Do this: Update the stretch from the start of the rows through the line containing "M 160 115 L" by replacing "vertices" with "corner points", and give back only those lines with nothing else changed.
---+---
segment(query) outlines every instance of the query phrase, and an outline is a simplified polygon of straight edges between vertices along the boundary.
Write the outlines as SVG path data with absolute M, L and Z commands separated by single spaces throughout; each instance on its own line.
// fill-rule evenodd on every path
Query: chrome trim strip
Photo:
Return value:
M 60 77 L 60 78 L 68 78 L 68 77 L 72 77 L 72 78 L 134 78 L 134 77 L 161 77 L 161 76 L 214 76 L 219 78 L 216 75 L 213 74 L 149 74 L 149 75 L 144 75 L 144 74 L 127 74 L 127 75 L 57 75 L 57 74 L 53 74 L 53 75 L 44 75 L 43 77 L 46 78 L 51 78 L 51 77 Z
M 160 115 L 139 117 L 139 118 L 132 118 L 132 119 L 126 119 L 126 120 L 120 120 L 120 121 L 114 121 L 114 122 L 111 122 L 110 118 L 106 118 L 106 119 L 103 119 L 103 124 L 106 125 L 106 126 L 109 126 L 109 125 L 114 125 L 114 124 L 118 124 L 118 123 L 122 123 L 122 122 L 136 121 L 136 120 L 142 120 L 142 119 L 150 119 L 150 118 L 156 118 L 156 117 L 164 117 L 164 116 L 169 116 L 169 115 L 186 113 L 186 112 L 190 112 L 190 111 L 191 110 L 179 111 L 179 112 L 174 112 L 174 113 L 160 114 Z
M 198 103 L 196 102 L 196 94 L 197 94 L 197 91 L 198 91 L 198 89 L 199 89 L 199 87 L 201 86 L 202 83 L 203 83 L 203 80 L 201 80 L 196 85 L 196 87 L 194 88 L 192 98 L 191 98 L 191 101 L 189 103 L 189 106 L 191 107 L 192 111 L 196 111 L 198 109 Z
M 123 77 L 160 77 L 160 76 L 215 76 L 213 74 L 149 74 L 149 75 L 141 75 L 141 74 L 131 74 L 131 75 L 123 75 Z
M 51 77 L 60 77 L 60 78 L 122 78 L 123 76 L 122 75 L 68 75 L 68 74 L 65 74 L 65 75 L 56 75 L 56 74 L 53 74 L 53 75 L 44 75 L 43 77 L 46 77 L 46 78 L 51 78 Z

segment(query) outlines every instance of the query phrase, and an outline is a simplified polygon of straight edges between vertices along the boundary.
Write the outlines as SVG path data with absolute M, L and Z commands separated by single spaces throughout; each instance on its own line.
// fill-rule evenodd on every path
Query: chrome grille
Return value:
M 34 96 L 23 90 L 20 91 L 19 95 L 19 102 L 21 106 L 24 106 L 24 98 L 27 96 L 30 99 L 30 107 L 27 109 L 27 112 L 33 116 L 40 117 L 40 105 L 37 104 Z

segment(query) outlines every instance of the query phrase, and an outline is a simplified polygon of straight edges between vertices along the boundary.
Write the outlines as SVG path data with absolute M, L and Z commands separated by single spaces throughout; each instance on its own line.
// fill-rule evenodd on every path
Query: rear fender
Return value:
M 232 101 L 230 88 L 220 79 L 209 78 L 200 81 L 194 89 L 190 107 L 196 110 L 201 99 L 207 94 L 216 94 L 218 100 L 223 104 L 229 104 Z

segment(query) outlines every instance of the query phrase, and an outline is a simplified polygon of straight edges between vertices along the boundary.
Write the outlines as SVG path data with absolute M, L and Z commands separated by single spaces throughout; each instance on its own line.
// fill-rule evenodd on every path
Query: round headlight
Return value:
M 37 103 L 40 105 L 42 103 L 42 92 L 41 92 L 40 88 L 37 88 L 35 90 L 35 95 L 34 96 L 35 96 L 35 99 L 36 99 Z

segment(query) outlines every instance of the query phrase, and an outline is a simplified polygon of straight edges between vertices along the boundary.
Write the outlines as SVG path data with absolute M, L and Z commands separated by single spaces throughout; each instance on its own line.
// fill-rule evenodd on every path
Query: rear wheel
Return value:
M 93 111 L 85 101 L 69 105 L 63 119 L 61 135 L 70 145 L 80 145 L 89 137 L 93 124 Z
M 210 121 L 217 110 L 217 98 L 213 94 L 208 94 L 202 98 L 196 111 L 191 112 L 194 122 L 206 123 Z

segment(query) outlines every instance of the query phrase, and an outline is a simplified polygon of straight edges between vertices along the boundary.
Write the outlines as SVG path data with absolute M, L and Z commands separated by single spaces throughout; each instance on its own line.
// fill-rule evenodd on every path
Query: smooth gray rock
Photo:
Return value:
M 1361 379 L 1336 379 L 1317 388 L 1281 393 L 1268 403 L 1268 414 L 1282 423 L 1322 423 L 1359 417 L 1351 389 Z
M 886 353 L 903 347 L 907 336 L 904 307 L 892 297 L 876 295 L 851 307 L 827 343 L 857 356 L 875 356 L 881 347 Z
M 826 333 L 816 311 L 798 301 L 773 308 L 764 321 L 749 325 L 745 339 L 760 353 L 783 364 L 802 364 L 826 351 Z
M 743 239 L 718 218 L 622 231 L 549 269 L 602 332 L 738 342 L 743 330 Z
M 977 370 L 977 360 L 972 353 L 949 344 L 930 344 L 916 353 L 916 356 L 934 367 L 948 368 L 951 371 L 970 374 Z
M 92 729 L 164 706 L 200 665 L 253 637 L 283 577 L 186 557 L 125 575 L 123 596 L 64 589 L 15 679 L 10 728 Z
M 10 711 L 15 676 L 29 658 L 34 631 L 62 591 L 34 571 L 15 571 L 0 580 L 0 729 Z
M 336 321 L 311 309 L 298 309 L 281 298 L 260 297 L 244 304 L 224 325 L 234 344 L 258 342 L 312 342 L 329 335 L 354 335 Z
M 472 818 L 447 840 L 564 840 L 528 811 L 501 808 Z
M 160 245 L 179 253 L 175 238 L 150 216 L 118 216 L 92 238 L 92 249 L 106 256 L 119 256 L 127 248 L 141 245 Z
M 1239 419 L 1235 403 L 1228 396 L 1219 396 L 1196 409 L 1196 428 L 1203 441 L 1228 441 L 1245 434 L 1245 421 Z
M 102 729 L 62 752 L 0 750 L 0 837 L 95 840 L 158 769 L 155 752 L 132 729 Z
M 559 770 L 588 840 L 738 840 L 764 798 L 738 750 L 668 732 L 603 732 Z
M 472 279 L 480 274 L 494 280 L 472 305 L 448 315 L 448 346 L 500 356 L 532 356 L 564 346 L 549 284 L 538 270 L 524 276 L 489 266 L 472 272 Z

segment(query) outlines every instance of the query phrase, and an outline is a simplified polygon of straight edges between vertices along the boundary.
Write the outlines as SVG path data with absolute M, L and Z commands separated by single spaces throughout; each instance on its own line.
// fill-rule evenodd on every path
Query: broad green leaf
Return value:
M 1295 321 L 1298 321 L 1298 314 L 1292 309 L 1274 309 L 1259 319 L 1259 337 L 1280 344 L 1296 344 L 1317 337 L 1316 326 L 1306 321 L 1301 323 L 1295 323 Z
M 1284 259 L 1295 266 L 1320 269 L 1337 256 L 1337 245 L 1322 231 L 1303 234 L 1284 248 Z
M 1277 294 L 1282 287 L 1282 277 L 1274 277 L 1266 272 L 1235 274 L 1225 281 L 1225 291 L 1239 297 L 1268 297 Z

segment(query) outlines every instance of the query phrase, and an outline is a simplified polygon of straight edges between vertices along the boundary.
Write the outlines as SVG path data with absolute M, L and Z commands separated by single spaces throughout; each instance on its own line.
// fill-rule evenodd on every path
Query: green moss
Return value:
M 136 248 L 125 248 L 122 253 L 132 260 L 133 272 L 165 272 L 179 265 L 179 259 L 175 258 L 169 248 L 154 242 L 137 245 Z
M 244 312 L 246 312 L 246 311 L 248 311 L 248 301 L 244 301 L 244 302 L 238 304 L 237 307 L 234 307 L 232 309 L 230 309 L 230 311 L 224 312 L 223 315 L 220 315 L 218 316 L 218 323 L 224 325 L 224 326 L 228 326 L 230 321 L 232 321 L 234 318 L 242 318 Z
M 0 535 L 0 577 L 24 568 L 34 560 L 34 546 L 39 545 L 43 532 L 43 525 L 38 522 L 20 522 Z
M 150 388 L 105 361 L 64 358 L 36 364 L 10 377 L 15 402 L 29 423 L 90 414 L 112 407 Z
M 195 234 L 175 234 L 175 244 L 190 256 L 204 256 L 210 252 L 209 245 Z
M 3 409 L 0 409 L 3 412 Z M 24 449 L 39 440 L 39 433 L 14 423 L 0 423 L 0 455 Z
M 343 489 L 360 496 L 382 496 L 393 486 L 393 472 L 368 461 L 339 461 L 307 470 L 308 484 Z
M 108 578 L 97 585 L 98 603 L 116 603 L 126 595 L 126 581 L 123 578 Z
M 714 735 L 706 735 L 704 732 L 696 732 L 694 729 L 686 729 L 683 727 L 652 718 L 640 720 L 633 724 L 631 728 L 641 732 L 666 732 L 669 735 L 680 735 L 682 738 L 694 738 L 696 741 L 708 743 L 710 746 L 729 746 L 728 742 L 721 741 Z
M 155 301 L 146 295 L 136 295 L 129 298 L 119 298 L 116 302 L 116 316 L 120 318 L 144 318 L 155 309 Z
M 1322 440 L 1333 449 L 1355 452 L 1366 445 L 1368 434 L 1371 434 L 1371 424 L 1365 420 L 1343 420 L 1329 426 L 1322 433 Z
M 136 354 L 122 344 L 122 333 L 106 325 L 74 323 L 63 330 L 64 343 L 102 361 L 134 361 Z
---+---
Final result:
segment(query) outlines every instance of the query phrase, and an outline is a simplified polygon of straight edges between corner points along the boundary.
Write the outlines as SVG path data with absolute M, L and Z commands separated by single spaces throughout; each instance on its own line.
// fill-rule evenodd on every path
Query: chrome trim strip
Photo:
Return value:
M 60 77 L 60 78 L 68 78 L 68 77 L 72 77 L 72 78 L 134 78 L 134 77 L 161 77 L 161 76 L 214 76 L 219 78 L 216 75 L 213 74 L 149 74 L 149 75 L 144 75 L 144 74 L 127 74 L 127 75 L 57 75 L 57 74 L 53 74 L 53 75 L 44 75 L 43 77 L 46 78 L 51 78 L 51 77 Z
M 160 115 L 139 117 L 139 118 L 132 118 L 132 119 L 126 119 L 126 120 L 120 120 L 120 121 L 114 121 L 114 122 L 111 122 L 110 118 L 106 118 L 106 119 L 103 119 L 103 124 L 106 125 L 106 126 L 109 126 L 109 125 L 114 125 L 114 124 L 118 124 L 118 123 L 122 123 L 122 122 L 136 121 L 136 120 L 142 120 L 142 119 L 150 119 L 150 118 L 156 118 L 156 117 L 164 117 L 164 116 L 169 116 L 169 115 L 186 113 L 186 112 L 190 112 L 190 111 L 191 110 L 179 111 L 179 112 L 174 112 L 174 113 L 160 114 Z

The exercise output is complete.